[Entries from a point annotation set]
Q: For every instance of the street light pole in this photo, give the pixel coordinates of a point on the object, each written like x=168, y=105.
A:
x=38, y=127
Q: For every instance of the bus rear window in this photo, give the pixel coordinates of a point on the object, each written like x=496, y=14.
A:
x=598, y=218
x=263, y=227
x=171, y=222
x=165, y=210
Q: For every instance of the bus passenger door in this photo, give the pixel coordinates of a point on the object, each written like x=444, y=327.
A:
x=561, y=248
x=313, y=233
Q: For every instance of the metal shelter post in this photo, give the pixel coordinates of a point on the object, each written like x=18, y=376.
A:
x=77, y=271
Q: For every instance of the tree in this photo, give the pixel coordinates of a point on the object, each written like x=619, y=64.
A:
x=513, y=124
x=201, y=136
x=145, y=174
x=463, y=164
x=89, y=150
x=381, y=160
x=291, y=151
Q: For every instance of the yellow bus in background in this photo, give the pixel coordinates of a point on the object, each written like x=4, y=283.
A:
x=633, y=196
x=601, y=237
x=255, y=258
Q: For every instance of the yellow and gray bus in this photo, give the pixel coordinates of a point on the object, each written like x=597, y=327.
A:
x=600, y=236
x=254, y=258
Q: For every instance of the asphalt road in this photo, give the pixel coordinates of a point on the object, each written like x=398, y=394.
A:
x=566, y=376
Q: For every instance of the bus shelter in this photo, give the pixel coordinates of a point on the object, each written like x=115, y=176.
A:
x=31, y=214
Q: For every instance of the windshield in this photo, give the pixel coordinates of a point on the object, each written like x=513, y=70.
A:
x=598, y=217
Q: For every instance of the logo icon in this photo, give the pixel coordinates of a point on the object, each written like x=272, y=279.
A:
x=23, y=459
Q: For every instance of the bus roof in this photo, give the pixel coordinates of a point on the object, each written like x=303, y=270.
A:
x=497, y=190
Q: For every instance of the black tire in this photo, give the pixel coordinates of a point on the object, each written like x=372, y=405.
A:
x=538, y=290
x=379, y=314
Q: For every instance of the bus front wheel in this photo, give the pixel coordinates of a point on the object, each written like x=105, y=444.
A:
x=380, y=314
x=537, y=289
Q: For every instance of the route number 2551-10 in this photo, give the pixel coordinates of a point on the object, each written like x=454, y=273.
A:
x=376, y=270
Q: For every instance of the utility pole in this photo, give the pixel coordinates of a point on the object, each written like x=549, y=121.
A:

*Written request*
Copy out, character for character, the stretch of the records from their first line through the line containing "x=77, y=271", with both of those lines included.

*Full output*
Q: For every instance of the street light pole in this photo, give the pixel coordinates of a point on the object, each written like x=168, y=105.
A:
x=38, y=127
Q: For every instance of the bus rear window in this photo, give the pixel coordinates of a point on the object, each written like x=496, y=14.
A:
x=598, y=218
x=263, y=227
x=171, y=222
x=165, y=210
Q: For every instance of the bus passenger door in this photo, give the pixel coordinates of a point on the object, each written like x=444, y=327.
A:
x=561, y=248
x=313, y=233
Q: For every instance of the metal shelter post in this photo, give the pixel coordinates of a point on the object, each written like x=18, y=376.
A:
x=77, y=271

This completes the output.